▶ [WHAT YOU NEED TO DO]
Type out the complete listing below word for word, without its pictures.

--- START ---

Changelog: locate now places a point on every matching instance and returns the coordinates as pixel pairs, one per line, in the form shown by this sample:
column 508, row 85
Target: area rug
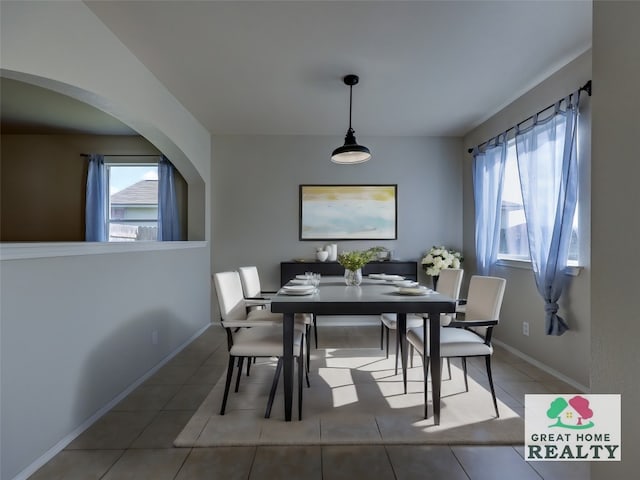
column 355, row 398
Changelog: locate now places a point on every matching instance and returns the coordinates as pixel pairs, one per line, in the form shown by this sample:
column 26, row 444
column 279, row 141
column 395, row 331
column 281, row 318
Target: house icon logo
column 574, row 414
column 572, row 427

--- END ---

▶ [RESPONSE TO THIS EXERCISE]
Changelog: locate now places a point on every matching instance and returns the coordinates as pixel pairs, one per line, in the form shown by this sample:
column 508, row 85
Target: area rug
column 355, row 398
Changelog: locate now places a point on every matching instance and returns the coordinates as pixel pairs, one per line, in the form shown by this sample:
column 26, row 444
column 279, row 141
column 395, row 331
column 281, row 318
Target: house icon logo
column 574, row 414
column 572, row 427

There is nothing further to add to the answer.